Problem description: For each line below with the word "glass", write out a copy.

Recorded data:
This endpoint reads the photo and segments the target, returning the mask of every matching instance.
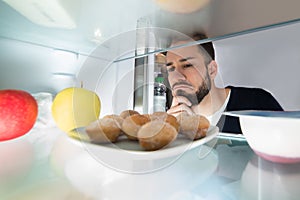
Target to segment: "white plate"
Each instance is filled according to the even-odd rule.
[[[96,199],[199,199],[195,188],[210,178],[219,162],[215,149],[206,145],[201,149],[211,151],[199,159],[199,151],[194,148],[172,165],[153,173],[120,173],[99,164],[86,153],[76,153],[74,159],[66,162],[64,171],[73,186]]]
[[[176,161],[186,151],[199,147],[217,136],[218,127],[211,126],[204,138],[191,141],[178,135],[168,146],[156,150],[145,151],[137,141],[121,137],[118,142],[110,144],[93,144],[70,138],[84,148],[99,162],[119,171],[145,173],[162,168]]]
[[[199,140],[191,141],[187,139],[185,136],[179,134],[177,139],[173,141],[171,144],[166,147],[156,150],[156,151],[145,151],[139,145],[138,141],[128,140],[126,136],[122,136],[118,139],[116,143],[108,143],[108,144],[94,144],[87,143],[83,141],[78,141],[72,139],[75,143],[82,143],[88,148],[95,149],[97,151],[109,151],[114,154],[114,156],[122,155],[123,153],[129,153],[135,160],[138,159],[161,159],[176,156],[178,154],[182,154],[183,150],[190,150],[195,147],[198,147],[202,144],[207,143],[217,136],[219,132],[218,127],[210,126],[207,134],[204,138]],[[80,145],[82,145],[80,144]]]

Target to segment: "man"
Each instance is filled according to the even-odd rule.
[[[205,39],[197,34],[191,39]],[[177,40],[172,46],[189,41]],[[259,88],[227,86],[218,88],[215,78],[218,73],[214,48],[211,42],[173,49],[166,54],[168,80],[172,90],[172,104],[167,111],[178,115],[181,112],[202,114],[222,132],[242,133],[237,117],[222,116],[233,110],[283,110],[276,99]]]

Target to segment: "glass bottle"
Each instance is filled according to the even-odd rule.
[[[157,75],[154,81],[154,101],[153,112],[165,112],[167,102],[167,87],[164,84],[164,77],[160,73]]]

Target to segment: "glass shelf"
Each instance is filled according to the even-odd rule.
[[[297,9],[300,7],[300,2],[294,0],[211,0],[191,13],[170,12],[166,10],[166,7],[169,10],[174,10],[175,7],[170,8],[168,7],[170,5],[164,5],[162,8],[162,1],[159,0],[143,2],[113,0],[105,5],[100,0],[89,1],[89,4],[76,0],[72,6],[67,5],[67,1],[61,0],[56,2],[65,9],[67,14],[75,13],[73,18],[75,25],[74,27],[58,27],[36,24],[32,19],[30,20],[32,16],[24,15],[26,7],[34,7],[31,13],[50,15],[54,13],[57,5],[52,5],[53,8],[49,7],[45,10],[40,5],[23,3],[25,5],[23,5],[23,10],[17,11],[18,7],[13,8],[5,2],[9,1],[0,1],[0,38],[65,50],[84,56],[91,56],[100,46],[106,51],[109,49],[108,53],[93,56],[99,59],[113,57],[114,62],[167,50],[164,37],[167,37],[168,33],[190,35],[193,32],[204,31],[209,39],[196,41],[196,43],[204,43],[300,21],[300,13]],[[186,1],[185,5],[189,6],[188,4],[189,1]],[[141,29],[149,30],[153,27],[164,33],[154,35],[155,41],[151,44],[154,45],[153,48],[148,48],[144,43],[142,45],[148,48],[146,52],[124,55],[122,49],[134,52],[137,42],[135,37],[140,34]],[[126,42],[124,35],[129,38]],[[112,42],[112,40],[116,41]],[[192,44],[195,43],[186,45]]]
[[[139,53],[133,56],[126,56],[123,58],[119,58],[114,60],[113,62],[120,62],[120,61],[124,61],[124,60],[128,60],[128,59],[134,59],[134,58],[142,58],[145,56],[148,56],[150,54],[157,54],[157,53],[162,53],[162,52],[166,52],[172,49],[178,49],[178,48],[183,48],[183,47],[187,47],[187,46],[193,46],[193,45],[197,45],[197,44],[204,44],[207,42],[214,42],[214,41],[219,41],[219,40],[223,40],[223,39],[228,39],[228,38],[234,38],[237,36],[242,36],[242,35],[246,35],[246,34],[251,34],[251,33],[255,33],[255,32],[259,32],[259,31],[264,31],[264,30],[268,30],[268,29],[274,29],[274,28],[279,28],[282,26],[288,26],[288,25],[292,25],[292,24],[296,24],[300,22],[300,18],[299,19],[295,19],[295,20],[291,20],[291,21],[286,21],[286,22],[281,22],[278,24],[271,24],[271,25],[267,25],[267,26],[262,26],[262,27],[257,27],[257,28],[253,28],[253,29],[248,29],[248,30],[244,30],[244,31],[240,31],[240,32],[234,32],[234,33],[229,33],[226,35],[220,35],[220,36],[216,36],[216,37],[212,37],[212,38],[207,38],[207,39],[203,39],[203,40],[198,40],[198,41],[192,41],[192,42],[187,42],[185,44],[182,45],[176,45],[176,46],[172,46],[172,47],[166,47],[166,46],[160,46],[160,47],[156,47],[155,50],[151,50],[151,47],[148,47],[148,50],[146,53]],[[149,28],[150,30],[153,28]],[[166,33],[169,32],[170,35],[173,33],[177,33],[178,35],[183,35],[182,37],[187,37],[189,38],[188,35],[176,32],[176,31],[170,31],[168,29],[160,29],[160,28],[156,28],[158,31],[156,32],[162,32],[162,36],[159,37],[161,40],[168,40],[169,38],[166,37]],[[157,33],[157,35],[159,36],[160,33]],[[147,47],[145,47],[147,48]]]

Task answer:
Target to segment: "glass bottle"
Target to segment: "glass shelf"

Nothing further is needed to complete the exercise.